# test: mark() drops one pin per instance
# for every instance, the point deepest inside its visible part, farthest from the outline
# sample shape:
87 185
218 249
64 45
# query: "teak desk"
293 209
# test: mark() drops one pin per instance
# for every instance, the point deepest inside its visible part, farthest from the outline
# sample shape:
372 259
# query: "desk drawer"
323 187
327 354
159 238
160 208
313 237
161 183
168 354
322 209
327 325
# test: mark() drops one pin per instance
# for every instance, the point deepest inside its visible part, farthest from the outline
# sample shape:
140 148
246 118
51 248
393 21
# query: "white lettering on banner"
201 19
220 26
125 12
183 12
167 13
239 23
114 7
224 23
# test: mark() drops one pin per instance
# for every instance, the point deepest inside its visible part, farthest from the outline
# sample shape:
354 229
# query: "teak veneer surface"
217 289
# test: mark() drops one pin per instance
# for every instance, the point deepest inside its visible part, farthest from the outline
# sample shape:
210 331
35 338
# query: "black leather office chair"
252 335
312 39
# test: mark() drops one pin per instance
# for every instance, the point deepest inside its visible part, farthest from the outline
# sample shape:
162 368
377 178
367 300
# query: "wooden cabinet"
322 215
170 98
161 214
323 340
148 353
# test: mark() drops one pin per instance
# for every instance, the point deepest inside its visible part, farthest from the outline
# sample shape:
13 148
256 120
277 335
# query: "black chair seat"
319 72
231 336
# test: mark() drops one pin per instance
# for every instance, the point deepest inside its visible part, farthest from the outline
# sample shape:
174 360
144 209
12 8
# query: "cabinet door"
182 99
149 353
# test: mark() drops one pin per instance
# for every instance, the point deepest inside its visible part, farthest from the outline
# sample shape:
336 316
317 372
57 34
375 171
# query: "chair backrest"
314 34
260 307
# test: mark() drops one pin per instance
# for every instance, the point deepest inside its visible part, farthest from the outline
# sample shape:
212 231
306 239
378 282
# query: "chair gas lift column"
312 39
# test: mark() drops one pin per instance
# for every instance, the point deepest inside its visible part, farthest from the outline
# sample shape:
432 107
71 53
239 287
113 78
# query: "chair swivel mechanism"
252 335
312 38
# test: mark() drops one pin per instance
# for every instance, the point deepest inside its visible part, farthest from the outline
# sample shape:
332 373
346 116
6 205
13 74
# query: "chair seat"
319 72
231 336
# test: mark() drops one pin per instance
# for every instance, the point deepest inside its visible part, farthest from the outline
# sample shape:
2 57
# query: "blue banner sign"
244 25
____
*Problem description*. Reproduce each entry precisely, so that nothing differs from the original.

*Result for this task*.
# test: mark() drops one pin per instance
# for every instance, the point deepest inside its visible part, farthest from the outline
# sample shape:
87 185
218 249
64 45
# query: "teak desk"
293 209
# test: mark() drops one pin per instance
# for every instance, the point deepest inside its visible part, farthest from the outline
# sample shape:
372 259
# query: "desk drawer"
323 187
327 354
159 238
160 208
313 237
161 183
168 354
322 209
327 325
# test: mark() drops one pin per instance
# for every instance, the point deepest inside its visible part, farthest from the outline
# sample shape:
140 148
246 118
51 248
393 21
# query: "white lettering on banner"
201 19
220 26
125 12
183 12
167 13
239 23
114 7
224 23
# test: mark() drops one pin per instance
# for every instance, the point deepest inside its visible part, farthest from the outline
# sample shape:
354 229
# query: "teak veneer surface"
217 289
# test: mark() drops one pin per instance
# for every instance, the point deepest inside its visible part, farthest from the outline
# sample shape:
210 331
35 338
# query: "black leather office chair"
252 335
312 39
# test: mark() drops one pin per instance
# for every instance, the point deepest inside its visible part, farthest from the outline
# sample shape:
162 368
377 178
367 300
# query: "wooden cabinet"
322 215
170 98
161 214
323 340
148 353
# test: mark() drops one pin per instance
# for every instance, the point deepest inside its visible part, farthest from the outline
# sample shape:
13 148
256 120
277 335
# query: "black chair seat"
319 72
231 336
# test: mark() drops one pin per instance
# for every instance, the point deepest inside its visible part, farthest from the outline
# sample shape:
174 360
144 209
12 8
# query: "cabinet door"
182 99
149 353
# test: mark() drops one pin per instance
# for every instance, the point deepest inside its visible part, farthest from the outline
# sample shape:
336 316
317 372
57 34
375 171
# query: "chair backrest"
314 34
260 307
# test: mark() drops one pin per instance
# for every instance, the point deepest inside its visible part, farthest from the outline
# sample shape:
212 231
306 239
378 282
# query: "chair gas lift column"
312 39
# test: mark() drops one pin per instance
# for every instance, the point deepest inside its visible part, farthest from the outline
# sample shape:
432 107
71 53
239 287
113 78
# query: "chair swivel mechanism"
252 335
312 38
# test: mark() drops one pin per instance
# for every instance, the point deepest inside its visible part, farthest from the outline
# sample shape:
332 373
346 116
6 205
13 74
# query: "chair seat"
319 72
231 336
# test: mark() drops one pin per instance
# for every instance, the point deepest inside its visible part, farthest from the outline
# sample shape:
2 57
# query: "blue banner sign"
244 25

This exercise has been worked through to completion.